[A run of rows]
━━━━━━━━━━

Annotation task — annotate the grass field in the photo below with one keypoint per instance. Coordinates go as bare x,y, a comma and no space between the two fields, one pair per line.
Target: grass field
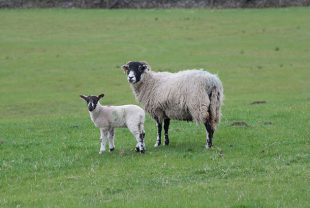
49,147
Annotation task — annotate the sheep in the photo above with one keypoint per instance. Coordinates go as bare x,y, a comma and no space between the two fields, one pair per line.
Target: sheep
107,118
190,95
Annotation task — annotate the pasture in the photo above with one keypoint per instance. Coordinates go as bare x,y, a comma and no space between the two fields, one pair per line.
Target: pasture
49,147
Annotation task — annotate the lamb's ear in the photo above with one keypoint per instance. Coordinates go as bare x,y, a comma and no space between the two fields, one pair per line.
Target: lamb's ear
125,67
84,97
100,96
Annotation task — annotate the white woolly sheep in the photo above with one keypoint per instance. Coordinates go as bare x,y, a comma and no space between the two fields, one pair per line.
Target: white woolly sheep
191,95
107,118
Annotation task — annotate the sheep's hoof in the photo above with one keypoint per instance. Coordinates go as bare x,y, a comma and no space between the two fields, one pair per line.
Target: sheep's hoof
157,144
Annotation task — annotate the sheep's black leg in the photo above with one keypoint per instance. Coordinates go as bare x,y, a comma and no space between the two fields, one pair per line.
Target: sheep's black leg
142,149
159,128
166,129
209,134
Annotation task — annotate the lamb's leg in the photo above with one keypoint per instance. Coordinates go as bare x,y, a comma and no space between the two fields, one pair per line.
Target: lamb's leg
209,134
166,129
103,140
136,132
159,128
111,140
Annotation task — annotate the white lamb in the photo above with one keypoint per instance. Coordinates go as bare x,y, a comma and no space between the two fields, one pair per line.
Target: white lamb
191,95
106,118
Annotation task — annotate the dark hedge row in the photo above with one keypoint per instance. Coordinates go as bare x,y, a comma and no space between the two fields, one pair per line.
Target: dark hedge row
151,3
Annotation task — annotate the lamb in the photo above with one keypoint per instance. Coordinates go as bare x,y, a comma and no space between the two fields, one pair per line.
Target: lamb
190,95
107,118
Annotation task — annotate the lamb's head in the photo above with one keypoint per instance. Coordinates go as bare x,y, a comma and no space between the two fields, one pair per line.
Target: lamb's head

━━━━━━━━━━

> The exercise: Can you turn all of the rows above into a numbered list, leaving out blank lines and the pictures?

> Reply:
1. Annotation task — annotate the grass field in the photo below with one keypoint per instance. Coordinates go as bare x,y, a comma and no space between the two fields, one pair per line.
2. Target: grass field
3. 49,147
4. Annotation task — annotate the sheep in the photo above with one keypoint per instance. Coordinates go as bare x,y, a comma and no space between the two fields, one pair per line.
5. Target: sheep
6. 107,118
7. 190,95
8. Annotation task — annotate the pasture in the photo above with one keypoint per instance. Coordinates go as bare x,y, a comma and no space between the two fields, one pair per line.
9. Target: pasture
10. 49,147
11. Annotation task — annotate the lamb's ear in the photo above with one keypoint per instance. Coordinates go as bare x,y, a comma and no space between the two fields, one pair per line.
12. Target: lamb's ear
13. 125,67
14. 84,97
15. 100,96
16. Annotation task — annotate the white woolly sheep in the photo above with one keypoint per instance. Coordinates go as bare x,y, a comma and no space between the two fields, one pair per line.
17. Target: white woolly sheep
18. 191,95
19. 107,118
20. Annotation task — annotate the sheep's hoof in the photo above with one keypoint per instance. Coordinates go as bare x,y, a comma and no space between the two fields, one pair per line.
21. Target: sheep's hoof
22. 157,144
23. Annotation task — annotate the sheep's black leg in the photo above with one keypoint per instance. Coordinates go as bare x,y, a comma and no space between the two fields, one pair per line.
24. Target: sheep's black leg
25. 142,149
26. 159,128
27. 166,129
28. 209,134
29. Annotation task — annotate the lamb's leg in the photo above with one keypoint per instance. Coordinates go as bare x,y, a comma and no space between the two fields, one pair per line.
30. Target: lamb's leg
31. 209,134
32. 166,129
33. 103,140
34. 136,132
35. 159,128
36. 111,140
37. Annotation task — annotate the white lamb in the photo above with one keypoint per instance. Coordinates go as bare x,y, a comma and no space between the two fields, one pair per line.
38. Target: white lamb
39. 191,95
40. 106,118
41. Annotation task — annotate the dark hedge row in the photo above with one keypoint per instance. Coordinates go as bare x,y, a comma and no space between the two fields, one pair per line.
42. Target: dark hedge row
43. 151,3
44. Annotation task — annotate the lamb in the photo above with one keypoint per instance. Coordinates go as bare x,y, a comma and no space between the two fields, one pair per line.
45. Target: lamb
46. 190,95
47. 107,118
48. Annotation task — annotate the lamb's head in the photo above with one keypoint per instance. Coordinates go as bare x,y, a comma and no space between the two fields, one pair per line.
49. Target: lamb's head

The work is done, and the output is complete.